* BEGIN Given data *

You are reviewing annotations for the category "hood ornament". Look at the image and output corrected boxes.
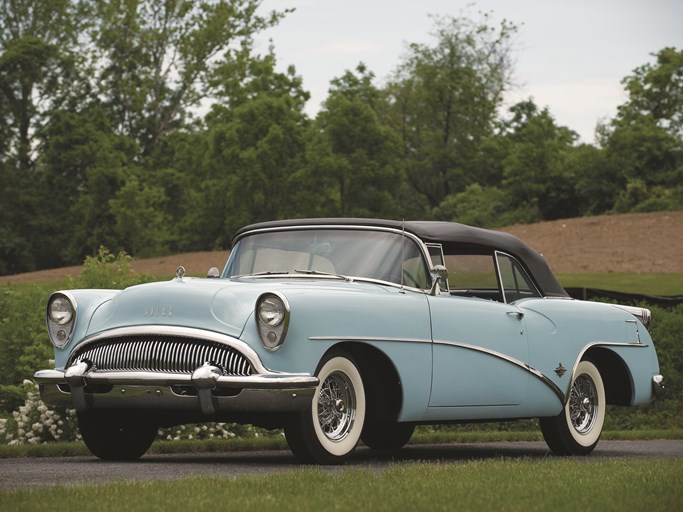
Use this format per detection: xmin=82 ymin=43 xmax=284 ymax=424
xmin=175 ymin=265 xmax=185 ymax=281
xmin=555 ymin=363 xmax=567 ymax=378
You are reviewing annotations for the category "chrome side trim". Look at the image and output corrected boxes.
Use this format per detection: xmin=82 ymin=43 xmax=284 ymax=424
xmin=72 ymin=325 xmax=269 ymax=374
xmin=308 ymin=336 xmax=432 ymax=343
xmin=434 ymin=341 xmax=569 ymax=404
xmin=652 ymin=375 xmax=666 ymax=398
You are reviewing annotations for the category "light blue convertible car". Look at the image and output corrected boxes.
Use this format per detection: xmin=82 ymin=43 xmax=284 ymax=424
xmin=35 ymin=219 xmax=664 ymax=464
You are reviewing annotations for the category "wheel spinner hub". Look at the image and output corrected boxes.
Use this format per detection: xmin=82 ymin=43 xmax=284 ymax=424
xmin=318 ymin=372 xmax=356 ymax=441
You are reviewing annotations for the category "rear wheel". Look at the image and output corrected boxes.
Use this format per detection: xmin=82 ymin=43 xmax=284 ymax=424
xmin=540 ymin=361 xmax=606 ymax=455
xmin=77 ymin=410 xmax=158 ymax=460
xmin=285 ymin=351 xmax=366 ymax=464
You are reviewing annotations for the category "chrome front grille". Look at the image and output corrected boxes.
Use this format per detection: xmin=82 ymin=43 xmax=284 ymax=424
xmin=67 ymin=334 xmax=253 ymax=376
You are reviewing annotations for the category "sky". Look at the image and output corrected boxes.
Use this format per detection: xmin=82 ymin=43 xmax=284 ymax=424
xmin=257 ymin=0 xmax=683 ymax=143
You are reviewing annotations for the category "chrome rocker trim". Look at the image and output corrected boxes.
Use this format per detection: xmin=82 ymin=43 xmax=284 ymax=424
xmin=34 ymin=361 xmax=319 ymax=415
xmin=652 ymin=375 xmax=666 ymax=398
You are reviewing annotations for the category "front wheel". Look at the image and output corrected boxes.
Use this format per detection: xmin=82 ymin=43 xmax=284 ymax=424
xmin=540 ymin=361 xmax=605 ymax=455
xmin=76 ymin=410 xmax=158 ymax=460
xmin=285 ymin=352 xmax=366 ymax=464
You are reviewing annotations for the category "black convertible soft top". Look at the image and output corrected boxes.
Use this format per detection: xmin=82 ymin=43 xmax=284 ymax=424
xmin=233 ymin=218 xmax=569 ymax=297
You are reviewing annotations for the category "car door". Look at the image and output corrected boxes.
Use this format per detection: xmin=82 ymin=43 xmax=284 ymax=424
xmin=429 ymin=253 xmax=529 ymax=414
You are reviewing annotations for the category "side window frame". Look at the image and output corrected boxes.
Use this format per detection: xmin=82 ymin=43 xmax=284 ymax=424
xmin=494 ymin=251 xmax=541 ymax=304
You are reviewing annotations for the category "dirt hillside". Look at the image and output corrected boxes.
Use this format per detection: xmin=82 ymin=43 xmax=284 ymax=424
xmin=0 ymin=211 xmax=683 ymax=283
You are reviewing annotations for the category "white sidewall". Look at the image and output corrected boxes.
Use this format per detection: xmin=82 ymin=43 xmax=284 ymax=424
xmin=564 ymin=361 xmax=606 ymax=447
xmin=311 ymin=357 xmax=365 ymax=456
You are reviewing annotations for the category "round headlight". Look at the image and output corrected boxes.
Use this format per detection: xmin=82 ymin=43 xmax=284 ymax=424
xmin=256 ymin=292 xmax=290 ymax=350
xmin=258 ymin=295 xmax=286 ymax=327
xmin=49 ymin=297 xmax=74 ymax=325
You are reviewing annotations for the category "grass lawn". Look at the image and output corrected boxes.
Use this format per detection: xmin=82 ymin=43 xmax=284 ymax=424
xmin=0 ymin=458 xmax=683 ymax=512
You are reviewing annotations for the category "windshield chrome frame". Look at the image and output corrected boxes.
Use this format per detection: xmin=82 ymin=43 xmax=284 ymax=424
xmin=221 ymin=224 xmax=434 ymax=293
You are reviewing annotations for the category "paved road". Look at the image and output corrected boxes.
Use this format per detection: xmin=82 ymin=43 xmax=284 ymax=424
xmin=0 ymin=440 xmax=683 ymax=490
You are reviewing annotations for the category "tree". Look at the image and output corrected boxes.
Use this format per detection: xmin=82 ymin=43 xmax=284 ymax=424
xmin=599 ymin=48 xmax=683 ymax=212
xmin=93 ymin=0 xmax=284 ymax=156
xmin=306 ymin=64 xmax=405 ymax=217
xmin=387 ymin=15 xmax=516 ymax=209
xmin=617 ymin=48 xmax=683 ymax=137
xmin=203 ymin=53 xmax=308 ymax=247
xmin=502 ymin=100 xmax=578 ymax=221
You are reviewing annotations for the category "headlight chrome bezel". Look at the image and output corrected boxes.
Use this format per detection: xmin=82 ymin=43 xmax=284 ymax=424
xmin=46 ymin=292 xmax=78 ymax=348
xmin=255 ymin=292 xmax=290 ymax=351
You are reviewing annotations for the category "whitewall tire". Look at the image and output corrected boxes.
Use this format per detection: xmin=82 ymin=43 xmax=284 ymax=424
xmin=541 ymin=360 xmax=606 ymax=455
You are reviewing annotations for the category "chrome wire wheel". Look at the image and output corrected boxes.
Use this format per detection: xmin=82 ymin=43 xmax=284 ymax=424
xmin=540 ymin=360 xmax=607 ymax=455
xmin=569 ymin=374 xmax=601 ymax=434
xmin=317 ymin=372 xmax=356 ymax=441
xmin=285 ymin=350 xmax=366 ymax=464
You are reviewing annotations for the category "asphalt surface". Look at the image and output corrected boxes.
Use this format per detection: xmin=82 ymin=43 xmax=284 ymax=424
xmin=0 ymin=440 xmax=683 ymax=490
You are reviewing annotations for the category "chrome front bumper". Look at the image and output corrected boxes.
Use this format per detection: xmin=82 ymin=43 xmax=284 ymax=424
xmin=34 ymin=361 xmax=319 ymax=415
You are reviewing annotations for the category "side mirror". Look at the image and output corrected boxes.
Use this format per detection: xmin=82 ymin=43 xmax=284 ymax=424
xmin=430 ymin=265 xmax=448 ymax=295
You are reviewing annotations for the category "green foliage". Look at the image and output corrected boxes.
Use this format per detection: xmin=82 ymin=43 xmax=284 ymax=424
xmin=0 ymin=6 xmax=683 ymax=274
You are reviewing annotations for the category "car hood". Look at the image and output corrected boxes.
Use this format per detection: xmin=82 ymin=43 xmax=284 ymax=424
xmin=86 ymin=278 xmax=400 ymax=338
xmin=88 ymin=278 xmax=262 ymax=337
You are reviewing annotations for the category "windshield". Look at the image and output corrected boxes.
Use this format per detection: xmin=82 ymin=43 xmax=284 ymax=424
xmin=223 ymin=229 xmax=430 ymax=289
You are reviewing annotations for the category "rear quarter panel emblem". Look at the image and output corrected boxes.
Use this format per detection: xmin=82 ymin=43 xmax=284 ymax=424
xmin=145 ymin=306 xmax=173 ymax=317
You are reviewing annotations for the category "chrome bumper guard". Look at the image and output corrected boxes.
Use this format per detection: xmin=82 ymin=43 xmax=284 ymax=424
xmin=34 ymin=361 xmax=319 ymax=415
xmin=652 ymin=375 xmax=666 ymax=398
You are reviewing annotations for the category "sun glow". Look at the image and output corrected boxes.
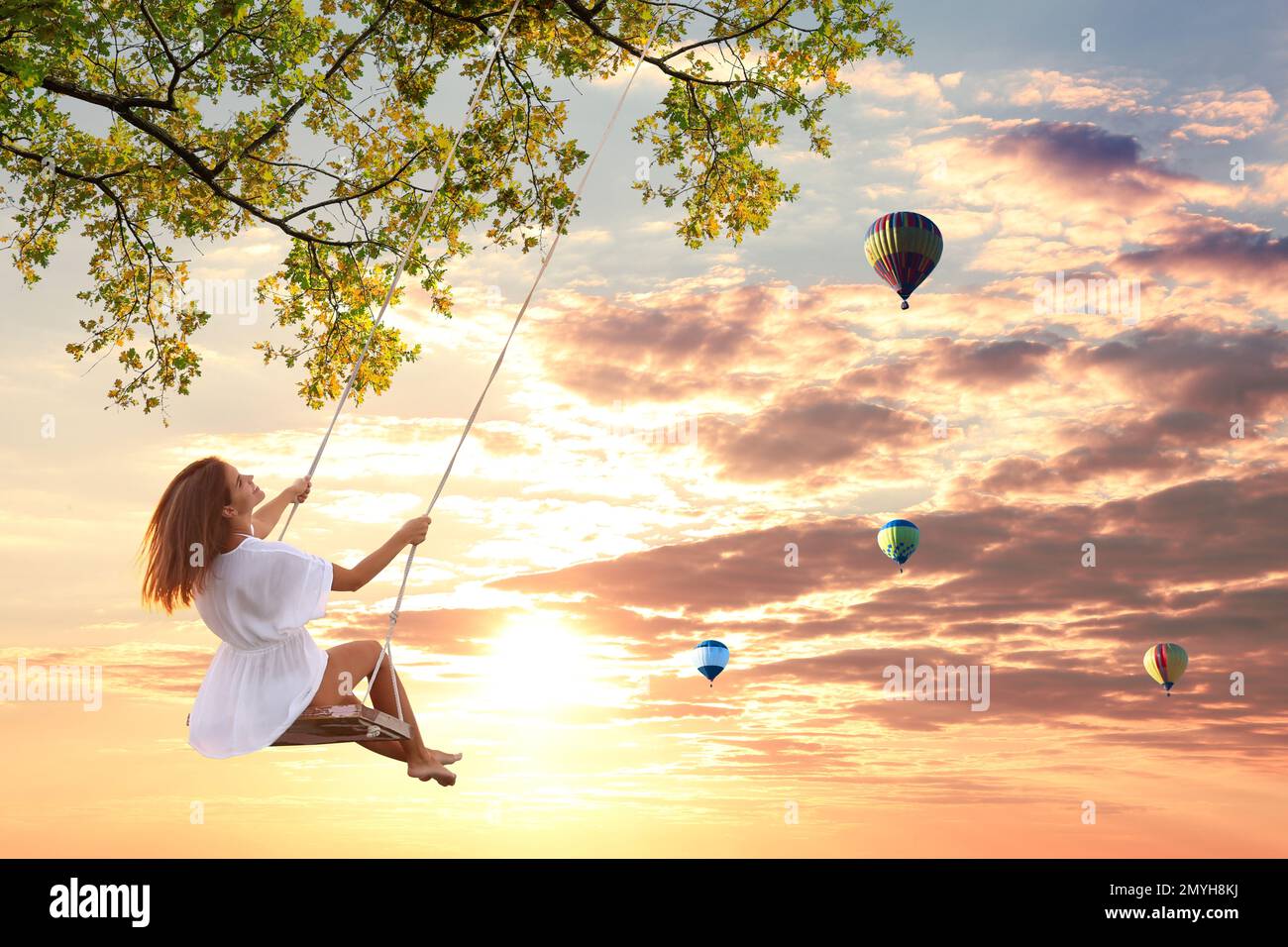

* END Given data *

• Task brief
Which lines in the material above contain the word "rear"? Gather all of them and copy each one out.

• Exercise response
You are reviewing annotations for the category "rear wheel". Look at the image and output corrected boxes.
You are reviewing annotations for the category "rear quarter panel emblem". Look at the image and output corrected boxes.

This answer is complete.